Selected passage ::
%%

Getting into College

Getting into College: PSAT, SAT, ACT, SAT Subject Tests

PSAT

The PSAT is a preliminary version of the SAT that tests virtually the same skills as the SAT. Students generally take the PSAT in October of their junior year and receive scores in December. Used by scholarship committees to determine award eligibility, the PSAT also provides valuable practice and experience for the SAT.

Content

In many ways, the PSAT is a shorter version of the SAT. Like the SAT, it is comprised of four timed sections that are grouped under two main headings: Evidence-Based Reading & Writing (EBW) and Math. EBW contains two sub-sections, Reading and Writing & Language. Students complete one Reading section that assesses their ability to think critically about reading passages; one Writing & Language section that tests grammar and effective writing concepts; and two Math sections (one that permits use of a calculator and one that does not) that test concepts such as algebra, basic statistics, and logic. There is no Essay section on the PSAT.

Scoring

Students receive a point for each correct answer. There is no penalty for wrong answers. The raw scores from the two sections of the PSAT – Evidence-Based Reading & Writing and Math – are converted to scaled scores between 160 and 760, and these scores are added together to create a total score between 320 and 1520. Students are also assigned a percentile ranking that compares their scores to those achieved across the nation.

Preparing for the PSAT

In addition to providing valuable practice for the SAT, the PSAT is also used to determine National Merit Scholarship qualification. At Pinnacle Prep, the PSAT is incorporated into a student’s overall test plan in order to provide a solid foundation for upcoming tests and to maximize scores on the PSAT itself. Contact us to discuss how PSAT preparation can best fit into your individualized test plan.

%%

Prompt A :: In the listing below, find every line that contains the word "ground" and copy each one.

Given records ::
%%

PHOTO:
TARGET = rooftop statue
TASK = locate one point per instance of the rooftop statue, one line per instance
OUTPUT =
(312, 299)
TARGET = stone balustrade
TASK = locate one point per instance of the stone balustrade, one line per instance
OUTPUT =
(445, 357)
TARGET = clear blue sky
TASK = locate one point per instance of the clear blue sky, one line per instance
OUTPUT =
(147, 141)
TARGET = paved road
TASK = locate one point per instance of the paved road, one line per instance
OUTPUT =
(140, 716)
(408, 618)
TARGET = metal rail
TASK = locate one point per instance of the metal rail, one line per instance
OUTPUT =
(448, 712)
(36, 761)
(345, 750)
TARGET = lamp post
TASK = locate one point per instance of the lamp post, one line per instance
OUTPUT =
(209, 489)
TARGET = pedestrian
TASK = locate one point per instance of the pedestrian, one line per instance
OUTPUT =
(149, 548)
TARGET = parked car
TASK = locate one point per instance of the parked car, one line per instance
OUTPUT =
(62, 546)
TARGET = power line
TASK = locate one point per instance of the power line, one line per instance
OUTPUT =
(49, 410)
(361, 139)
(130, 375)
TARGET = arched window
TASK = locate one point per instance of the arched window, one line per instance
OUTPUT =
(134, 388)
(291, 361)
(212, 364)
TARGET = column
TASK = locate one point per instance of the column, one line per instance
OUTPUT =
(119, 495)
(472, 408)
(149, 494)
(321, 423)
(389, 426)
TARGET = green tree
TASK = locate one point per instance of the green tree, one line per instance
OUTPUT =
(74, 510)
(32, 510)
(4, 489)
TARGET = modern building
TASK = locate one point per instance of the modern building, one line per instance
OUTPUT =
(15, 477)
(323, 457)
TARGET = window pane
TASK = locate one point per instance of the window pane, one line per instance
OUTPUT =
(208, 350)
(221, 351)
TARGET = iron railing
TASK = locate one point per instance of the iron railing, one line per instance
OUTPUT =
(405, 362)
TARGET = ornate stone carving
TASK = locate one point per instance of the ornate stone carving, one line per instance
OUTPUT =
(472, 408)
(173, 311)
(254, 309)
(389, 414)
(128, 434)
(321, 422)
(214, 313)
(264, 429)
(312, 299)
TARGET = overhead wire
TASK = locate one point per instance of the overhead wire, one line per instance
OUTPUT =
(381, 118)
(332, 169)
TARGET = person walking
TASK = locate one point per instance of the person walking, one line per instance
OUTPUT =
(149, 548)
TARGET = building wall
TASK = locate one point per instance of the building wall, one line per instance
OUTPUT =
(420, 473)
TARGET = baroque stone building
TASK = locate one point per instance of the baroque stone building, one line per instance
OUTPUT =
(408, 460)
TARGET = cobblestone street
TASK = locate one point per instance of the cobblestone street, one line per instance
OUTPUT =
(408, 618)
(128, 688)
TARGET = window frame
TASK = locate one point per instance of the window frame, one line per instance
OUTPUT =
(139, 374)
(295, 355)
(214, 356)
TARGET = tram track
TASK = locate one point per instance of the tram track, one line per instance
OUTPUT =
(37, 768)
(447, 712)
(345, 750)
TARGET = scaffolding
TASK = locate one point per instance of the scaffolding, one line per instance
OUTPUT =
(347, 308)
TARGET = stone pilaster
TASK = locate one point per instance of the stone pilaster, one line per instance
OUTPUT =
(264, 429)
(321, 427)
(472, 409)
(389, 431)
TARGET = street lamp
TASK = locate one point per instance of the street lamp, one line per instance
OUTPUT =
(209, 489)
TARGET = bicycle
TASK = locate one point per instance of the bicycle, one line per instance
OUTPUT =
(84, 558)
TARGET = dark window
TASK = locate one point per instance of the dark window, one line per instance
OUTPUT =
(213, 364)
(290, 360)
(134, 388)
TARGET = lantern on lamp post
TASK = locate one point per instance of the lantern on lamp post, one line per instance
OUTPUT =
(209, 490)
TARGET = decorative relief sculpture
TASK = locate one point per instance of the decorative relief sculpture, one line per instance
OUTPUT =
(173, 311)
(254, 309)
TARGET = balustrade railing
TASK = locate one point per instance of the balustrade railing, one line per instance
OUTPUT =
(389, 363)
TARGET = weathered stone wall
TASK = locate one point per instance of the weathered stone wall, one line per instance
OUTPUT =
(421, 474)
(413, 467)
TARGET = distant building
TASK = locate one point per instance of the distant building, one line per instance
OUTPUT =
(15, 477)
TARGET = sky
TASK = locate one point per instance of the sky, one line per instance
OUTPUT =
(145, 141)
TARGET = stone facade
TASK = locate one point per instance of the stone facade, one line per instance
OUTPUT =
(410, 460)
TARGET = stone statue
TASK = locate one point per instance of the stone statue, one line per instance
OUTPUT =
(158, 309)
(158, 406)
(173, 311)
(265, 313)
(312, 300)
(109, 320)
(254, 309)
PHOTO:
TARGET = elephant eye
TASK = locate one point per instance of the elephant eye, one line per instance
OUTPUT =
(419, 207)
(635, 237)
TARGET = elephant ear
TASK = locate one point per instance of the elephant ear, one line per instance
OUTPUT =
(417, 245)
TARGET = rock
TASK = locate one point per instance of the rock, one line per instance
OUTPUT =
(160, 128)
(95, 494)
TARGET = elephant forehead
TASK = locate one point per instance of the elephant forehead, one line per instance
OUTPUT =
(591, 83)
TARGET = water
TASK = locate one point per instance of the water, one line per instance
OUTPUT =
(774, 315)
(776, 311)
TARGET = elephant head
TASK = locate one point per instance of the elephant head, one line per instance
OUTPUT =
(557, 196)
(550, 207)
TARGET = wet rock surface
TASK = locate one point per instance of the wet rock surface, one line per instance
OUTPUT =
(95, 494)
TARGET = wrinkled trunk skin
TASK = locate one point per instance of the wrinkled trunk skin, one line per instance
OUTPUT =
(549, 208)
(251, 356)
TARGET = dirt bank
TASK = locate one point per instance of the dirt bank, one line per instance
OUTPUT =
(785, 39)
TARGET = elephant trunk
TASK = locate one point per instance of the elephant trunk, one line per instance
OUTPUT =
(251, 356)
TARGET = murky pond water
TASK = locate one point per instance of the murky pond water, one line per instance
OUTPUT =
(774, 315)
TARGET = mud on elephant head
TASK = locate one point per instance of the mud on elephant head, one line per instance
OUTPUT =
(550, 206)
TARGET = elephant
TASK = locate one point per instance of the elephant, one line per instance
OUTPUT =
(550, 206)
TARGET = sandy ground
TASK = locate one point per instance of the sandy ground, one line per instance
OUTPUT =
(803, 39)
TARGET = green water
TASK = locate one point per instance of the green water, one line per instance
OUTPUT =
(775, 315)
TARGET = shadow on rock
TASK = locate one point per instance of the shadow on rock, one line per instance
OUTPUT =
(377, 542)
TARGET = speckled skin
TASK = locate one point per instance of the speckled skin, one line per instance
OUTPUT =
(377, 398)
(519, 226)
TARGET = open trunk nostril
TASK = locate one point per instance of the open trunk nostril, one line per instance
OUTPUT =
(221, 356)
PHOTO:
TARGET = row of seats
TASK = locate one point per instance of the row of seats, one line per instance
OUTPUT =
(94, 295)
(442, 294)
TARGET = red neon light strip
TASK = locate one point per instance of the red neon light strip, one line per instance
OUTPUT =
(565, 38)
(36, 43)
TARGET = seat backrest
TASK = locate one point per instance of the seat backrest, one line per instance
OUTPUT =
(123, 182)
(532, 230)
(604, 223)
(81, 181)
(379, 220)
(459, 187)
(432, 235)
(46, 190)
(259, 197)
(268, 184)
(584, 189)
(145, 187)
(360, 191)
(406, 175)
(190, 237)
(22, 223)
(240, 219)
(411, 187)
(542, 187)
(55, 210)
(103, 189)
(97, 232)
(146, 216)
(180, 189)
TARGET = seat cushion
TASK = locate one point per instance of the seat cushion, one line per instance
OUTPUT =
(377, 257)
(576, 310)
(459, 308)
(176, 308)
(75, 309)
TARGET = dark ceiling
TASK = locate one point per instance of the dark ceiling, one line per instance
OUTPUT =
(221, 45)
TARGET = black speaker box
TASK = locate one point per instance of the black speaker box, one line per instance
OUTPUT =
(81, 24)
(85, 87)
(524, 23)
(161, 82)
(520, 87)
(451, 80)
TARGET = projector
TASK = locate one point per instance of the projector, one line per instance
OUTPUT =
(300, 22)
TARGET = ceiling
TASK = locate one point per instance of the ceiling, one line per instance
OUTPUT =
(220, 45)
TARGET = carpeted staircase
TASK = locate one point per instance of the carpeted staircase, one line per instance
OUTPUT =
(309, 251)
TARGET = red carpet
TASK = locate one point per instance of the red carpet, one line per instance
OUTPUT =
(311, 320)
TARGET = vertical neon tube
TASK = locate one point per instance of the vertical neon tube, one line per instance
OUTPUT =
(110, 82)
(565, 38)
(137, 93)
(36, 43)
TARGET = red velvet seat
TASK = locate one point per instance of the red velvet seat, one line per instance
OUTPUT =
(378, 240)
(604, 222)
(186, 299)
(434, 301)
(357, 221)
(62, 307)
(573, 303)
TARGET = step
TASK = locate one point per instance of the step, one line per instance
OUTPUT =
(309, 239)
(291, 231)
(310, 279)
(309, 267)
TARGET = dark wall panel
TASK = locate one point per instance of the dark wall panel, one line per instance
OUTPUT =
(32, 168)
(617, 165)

%%

Prompt B :: Resume the passage on the PSAT, starting after its last sentence.

Expected output A ::
TARGET = sandy ground
TASK = locate one point per instance of the sandy ground, one line per instance

Expected output B ::
For more information on the Pinnacle Prep approach, click here.

National Merit Scholarship Corporation

The National Merit Scholarship Corporation uses PSAT scores to determine the recipients of its scholarship awards and merit recognition. Approximately 50,000 students who achieve above a certain score on the PSAT are recognized as commended students or semi-finalists. The exact score that qualifies students for commendation is the same nationwide, and it can vary slightly from year to year. Semi-finalist qualifications are determined by the scores within each state, and again they can change from year to year.

Registration and Test Dates

The PSAT is offered each October. In general, schools automatically register students for this exam. Virtually all juniors take the PSAT, and some schools offer it to their sophomores as well. Only juniors are eligible for National Merit Scholarship consideration.
For more information on the PSAT, click here.

SAT

Colleges use SAT scores to help determine admission and assess a student’s capacity for college-level work. The SAT is offered many times throughout the year, and students can take it during their junior or senior year. Many students take the SAT more than once to achieve a maximum score.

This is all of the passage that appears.